● Stated goal
Rewrite all the items below in full, request lines included, and offset both values of every answer coordinate pair by +84.

● Records shown
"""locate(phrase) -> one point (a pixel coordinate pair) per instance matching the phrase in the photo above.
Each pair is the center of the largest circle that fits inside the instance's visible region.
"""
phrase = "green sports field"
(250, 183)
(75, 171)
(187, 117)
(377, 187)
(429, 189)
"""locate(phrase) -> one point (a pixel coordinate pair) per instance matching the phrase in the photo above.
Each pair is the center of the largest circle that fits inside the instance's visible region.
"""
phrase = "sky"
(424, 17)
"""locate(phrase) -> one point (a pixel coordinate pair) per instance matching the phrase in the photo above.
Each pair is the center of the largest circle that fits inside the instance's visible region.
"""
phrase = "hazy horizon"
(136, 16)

● Problem solution
"""locate(phrase) -> one point (a pixel coordinate pair) per instance matching the phrase in the photo above.
Each pair is the center of the largest circle that fits inside the instance's visible region.
"""
phrase = "green sports field"
(334, 267)
(159, 255)
(271, 201)
(461, 271)
(513, 273)
"""locate(phrase) -> one point (a pixel coordinate pair) per instance matching the phrase in the photo above.
Each pair is the center of the largest circle that fits inside the instance's visible region.
"""
phrase = "sky"
(508, 101)
"""locate(phrase) -> one point (a pixel coordinate pair) per instance matching the phrase in the photo above.
Each pair is the center of the largest circle that fits inside the instance's visible region.
"""
phrase = "hazy horizon"
(220, 100)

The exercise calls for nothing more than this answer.